# Teks yang Diberikan
Sponsored by

Teror Ulama Dalam Lintasan Sejarah


Pembunuhan Ulama
Akhir-akhir ini, media pemberitaan tanah air dipenuhi dengan kabar aktual seputar teror kepada ulama, kyai, atau pemuka agama lainnya. Mula-mula, ada anggapan bahwa berita ini hoax belaka. Namun mengingat jumlah korban dan intensitas kejadian yang makin sering dan menyebar ke berbagai wilayah, semua pihak lantas merasa cemas dan siaga. Bermacam langkah dan tindakan diambil guna mengusut tuntas dalang di balik aksi biadab ini.

# Data yang Diberikan
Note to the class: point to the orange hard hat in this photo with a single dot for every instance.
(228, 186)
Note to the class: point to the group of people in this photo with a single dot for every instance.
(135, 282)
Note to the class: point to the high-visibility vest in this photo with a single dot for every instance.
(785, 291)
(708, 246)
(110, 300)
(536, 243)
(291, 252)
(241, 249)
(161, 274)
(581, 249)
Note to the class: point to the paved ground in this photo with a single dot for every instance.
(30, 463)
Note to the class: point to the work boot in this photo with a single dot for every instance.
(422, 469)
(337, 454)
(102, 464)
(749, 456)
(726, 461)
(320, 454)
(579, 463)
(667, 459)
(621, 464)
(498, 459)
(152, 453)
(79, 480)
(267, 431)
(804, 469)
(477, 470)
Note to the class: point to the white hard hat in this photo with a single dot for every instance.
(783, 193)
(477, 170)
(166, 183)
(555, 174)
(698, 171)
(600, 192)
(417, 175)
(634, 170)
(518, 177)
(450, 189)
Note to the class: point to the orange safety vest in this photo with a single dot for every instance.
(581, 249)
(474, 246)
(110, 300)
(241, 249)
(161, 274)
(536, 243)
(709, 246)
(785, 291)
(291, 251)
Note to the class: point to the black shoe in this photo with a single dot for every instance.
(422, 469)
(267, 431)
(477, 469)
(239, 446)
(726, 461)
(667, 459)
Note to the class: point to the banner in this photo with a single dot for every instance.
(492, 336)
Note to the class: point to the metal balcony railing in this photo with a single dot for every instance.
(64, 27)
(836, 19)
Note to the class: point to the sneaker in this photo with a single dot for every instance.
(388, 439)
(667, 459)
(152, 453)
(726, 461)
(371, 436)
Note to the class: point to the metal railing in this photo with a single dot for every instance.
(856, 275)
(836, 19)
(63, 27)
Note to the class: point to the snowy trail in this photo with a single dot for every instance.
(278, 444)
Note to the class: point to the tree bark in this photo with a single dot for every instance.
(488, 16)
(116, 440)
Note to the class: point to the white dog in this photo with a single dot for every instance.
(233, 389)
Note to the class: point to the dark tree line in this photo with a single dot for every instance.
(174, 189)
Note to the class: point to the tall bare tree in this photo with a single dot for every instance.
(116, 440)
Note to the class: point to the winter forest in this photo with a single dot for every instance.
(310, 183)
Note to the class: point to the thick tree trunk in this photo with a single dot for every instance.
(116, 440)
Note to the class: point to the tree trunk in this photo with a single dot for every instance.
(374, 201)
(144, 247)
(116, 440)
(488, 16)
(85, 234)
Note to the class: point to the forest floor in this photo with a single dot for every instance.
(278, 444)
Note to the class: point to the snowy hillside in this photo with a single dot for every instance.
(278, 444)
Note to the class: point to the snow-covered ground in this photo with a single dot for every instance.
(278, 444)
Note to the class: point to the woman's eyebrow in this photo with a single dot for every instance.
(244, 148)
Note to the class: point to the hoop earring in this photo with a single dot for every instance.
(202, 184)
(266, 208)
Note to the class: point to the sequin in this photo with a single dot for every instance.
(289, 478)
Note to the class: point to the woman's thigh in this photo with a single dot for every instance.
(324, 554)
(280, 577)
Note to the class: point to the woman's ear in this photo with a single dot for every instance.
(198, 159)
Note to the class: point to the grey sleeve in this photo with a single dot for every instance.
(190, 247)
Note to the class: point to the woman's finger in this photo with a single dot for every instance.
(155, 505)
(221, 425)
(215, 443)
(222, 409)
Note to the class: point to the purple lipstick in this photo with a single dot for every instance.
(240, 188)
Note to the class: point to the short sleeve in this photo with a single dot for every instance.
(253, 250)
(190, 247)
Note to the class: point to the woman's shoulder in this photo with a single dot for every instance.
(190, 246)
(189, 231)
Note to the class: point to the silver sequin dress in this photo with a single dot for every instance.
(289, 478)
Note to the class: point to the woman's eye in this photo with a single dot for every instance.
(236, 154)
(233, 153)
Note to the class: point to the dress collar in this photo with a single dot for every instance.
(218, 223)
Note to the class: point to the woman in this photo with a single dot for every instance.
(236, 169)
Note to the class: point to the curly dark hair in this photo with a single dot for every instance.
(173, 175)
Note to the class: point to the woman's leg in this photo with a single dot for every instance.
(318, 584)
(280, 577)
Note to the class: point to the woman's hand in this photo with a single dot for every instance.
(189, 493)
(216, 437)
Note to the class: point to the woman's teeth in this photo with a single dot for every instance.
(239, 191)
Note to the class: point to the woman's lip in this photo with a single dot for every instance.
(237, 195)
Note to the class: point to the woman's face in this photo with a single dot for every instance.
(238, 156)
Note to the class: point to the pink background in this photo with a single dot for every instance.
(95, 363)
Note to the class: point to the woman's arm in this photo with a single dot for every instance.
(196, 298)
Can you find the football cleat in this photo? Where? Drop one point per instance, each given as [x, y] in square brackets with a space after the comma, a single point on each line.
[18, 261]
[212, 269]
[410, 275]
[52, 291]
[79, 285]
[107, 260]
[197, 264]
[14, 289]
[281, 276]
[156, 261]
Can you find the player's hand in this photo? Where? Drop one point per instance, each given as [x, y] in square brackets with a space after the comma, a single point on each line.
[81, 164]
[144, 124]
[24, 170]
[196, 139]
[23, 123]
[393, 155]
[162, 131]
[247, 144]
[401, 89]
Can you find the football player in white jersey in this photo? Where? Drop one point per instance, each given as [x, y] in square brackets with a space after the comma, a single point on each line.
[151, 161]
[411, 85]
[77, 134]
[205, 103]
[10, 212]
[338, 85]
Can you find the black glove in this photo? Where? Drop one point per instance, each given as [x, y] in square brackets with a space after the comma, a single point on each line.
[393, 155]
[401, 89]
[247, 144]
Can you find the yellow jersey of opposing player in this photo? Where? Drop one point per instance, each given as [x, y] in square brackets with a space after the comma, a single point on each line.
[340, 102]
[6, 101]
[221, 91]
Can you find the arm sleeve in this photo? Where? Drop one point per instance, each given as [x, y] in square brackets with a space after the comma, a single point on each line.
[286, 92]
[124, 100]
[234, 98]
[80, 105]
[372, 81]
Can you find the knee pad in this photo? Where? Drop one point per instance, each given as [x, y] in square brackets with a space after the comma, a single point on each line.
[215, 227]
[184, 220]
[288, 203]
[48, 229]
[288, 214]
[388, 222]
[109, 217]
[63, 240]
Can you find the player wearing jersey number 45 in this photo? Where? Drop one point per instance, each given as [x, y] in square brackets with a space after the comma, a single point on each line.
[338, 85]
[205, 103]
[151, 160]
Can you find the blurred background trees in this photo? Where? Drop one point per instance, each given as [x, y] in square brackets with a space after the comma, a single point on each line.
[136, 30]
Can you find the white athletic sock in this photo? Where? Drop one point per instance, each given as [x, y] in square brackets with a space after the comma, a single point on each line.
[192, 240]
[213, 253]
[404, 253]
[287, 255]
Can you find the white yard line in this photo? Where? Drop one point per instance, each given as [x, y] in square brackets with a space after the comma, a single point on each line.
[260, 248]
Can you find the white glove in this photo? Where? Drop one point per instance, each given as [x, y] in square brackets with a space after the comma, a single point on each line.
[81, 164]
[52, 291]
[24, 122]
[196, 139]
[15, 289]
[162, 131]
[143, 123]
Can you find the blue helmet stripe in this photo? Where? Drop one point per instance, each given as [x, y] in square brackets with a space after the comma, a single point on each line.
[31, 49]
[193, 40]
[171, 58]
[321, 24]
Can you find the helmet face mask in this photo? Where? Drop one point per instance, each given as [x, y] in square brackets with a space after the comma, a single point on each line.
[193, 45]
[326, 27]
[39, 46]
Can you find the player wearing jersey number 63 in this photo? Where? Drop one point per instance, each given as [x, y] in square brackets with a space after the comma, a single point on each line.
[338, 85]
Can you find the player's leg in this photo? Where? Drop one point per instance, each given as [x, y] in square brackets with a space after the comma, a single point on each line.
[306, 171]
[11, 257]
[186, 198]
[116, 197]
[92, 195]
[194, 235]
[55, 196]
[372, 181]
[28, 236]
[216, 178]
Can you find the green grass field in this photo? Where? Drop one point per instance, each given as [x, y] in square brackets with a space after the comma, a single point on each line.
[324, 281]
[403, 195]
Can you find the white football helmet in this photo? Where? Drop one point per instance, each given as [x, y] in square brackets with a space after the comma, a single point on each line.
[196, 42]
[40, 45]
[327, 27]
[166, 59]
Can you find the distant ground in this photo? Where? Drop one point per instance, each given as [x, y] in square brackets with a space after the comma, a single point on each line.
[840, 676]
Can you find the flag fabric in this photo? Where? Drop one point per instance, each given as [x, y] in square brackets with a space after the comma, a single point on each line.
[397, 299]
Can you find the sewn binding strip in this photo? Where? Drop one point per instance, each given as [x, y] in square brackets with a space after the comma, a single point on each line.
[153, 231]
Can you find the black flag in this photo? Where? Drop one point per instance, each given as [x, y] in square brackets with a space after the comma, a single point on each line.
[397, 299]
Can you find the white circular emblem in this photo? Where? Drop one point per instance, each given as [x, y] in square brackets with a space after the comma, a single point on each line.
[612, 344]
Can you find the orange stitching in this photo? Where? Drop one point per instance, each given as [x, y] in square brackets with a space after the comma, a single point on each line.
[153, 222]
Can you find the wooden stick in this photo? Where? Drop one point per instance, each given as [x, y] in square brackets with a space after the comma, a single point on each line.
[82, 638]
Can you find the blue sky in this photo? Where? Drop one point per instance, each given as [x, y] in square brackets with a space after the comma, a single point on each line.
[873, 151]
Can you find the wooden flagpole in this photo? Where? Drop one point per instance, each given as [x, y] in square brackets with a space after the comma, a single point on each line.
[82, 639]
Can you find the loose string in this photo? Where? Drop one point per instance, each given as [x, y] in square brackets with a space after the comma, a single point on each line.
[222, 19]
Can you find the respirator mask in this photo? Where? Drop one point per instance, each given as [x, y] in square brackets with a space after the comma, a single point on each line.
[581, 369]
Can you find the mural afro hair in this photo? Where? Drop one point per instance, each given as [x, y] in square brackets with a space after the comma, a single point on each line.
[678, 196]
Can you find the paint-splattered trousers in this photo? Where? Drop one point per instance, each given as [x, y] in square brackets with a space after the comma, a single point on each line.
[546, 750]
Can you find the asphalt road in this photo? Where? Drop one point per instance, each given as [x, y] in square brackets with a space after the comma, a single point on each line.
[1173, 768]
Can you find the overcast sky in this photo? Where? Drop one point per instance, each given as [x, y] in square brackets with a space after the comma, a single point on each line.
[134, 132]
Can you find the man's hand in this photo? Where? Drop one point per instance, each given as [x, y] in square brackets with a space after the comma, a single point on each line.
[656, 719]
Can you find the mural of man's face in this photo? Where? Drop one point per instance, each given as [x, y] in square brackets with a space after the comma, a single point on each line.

# Daftar Tugas
A - Menurut teks tentang teror terhadap ulama, apa anggapan awal orang mengenai berita teror itu?
B - Tolong salin dengan tepat bagian teks tentang teror terhadap ulama yang terletak antara "Sponsored by" dan "aksi biadab ini.", termasuk kedua bagian tersebut.

# Jawaban Berurutan
A - Berita itu awalnya dianggap hoax belaka.

B -
Sponsored by

Teror Ulama Dalam Lintasan Sejarah


Pembunuhan Ulama
Akhir-akhir ini, media pemberitaan tanah air dipenuhi dengan kabar aktual seputar teror kepada ulama, kyai, atau pemuka agama lainnya. Mula-mula, ada anggapan bahwa berita ini hoax belaka. Namun mengingat jumlah korban dan intensitas kejadian yang makin sering dan menyebar ke berbagai wilayah, semua pihak lantas merasa cemas dan siaga. Bermacam langkah dan tindakan diambil guna mengusut tuntas dalang di balik aksi biadab ini.